_Task instructions_. Every entry below needs to be printed again exactly, with its pictures left out.

_Material for the task_.
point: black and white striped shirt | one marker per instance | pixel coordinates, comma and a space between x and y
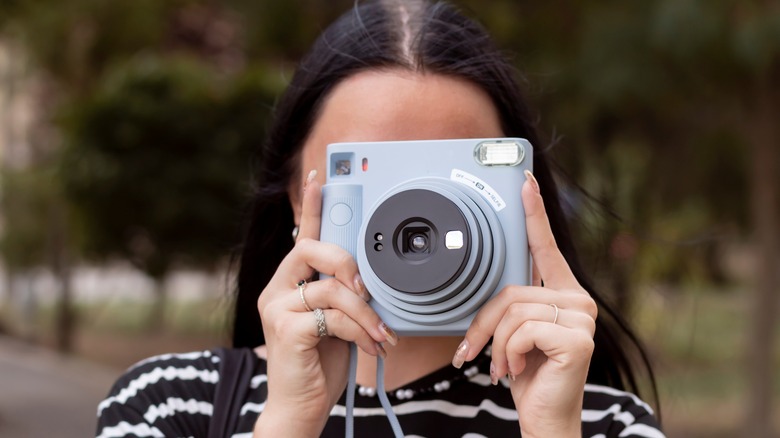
172, 396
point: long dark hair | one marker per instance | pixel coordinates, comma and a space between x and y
422, 37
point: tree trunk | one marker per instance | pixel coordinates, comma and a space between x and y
60, 265
766, 227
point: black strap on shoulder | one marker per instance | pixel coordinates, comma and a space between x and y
236, 369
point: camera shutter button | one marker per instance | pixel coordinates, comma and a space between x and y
340, 214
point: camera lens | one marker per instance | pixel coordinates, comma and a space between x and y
418, 243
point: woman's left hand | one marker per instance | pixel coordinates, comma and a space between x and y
544, 350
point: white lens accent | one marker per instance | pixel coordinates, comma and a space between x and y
453, 240
499, 153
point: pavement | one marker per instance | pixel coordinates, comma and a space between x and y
45, 394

_Solution for this problem_.
point: black and white striped shirt | one marker per instance | pixel coordinates, comma and a space between x and y
172, 396
point: long dark hair | one marker per instance | pixel coordinates, comma and a space between x and y
422, 37
point: tree trunk | one marker per instance | pixel coordinates, comma and a space between x and y
60, 265
766, 227
point: black strap on shoulder | one marker per instance | pixel coordinates, comma and a space between x and y
236, 369
point: camera shutter button | one marker per instance | pixel coordinates, comma and a space between x and y
340, 214
point: camera lens | one marker per instance | pixel coordinates, comma and a space between x and y
418, 243
point: woman's left hand | one marker per instance | pixel coordinates, comma and a space between x and y
544, 350
point: white lens accent | one marker per instance | pixel coordinates, comma and a space between x and y
453, 240
499, 153
point: pavement | one marker per instance | pixel coordinates, comma and a space between x and y
45, 394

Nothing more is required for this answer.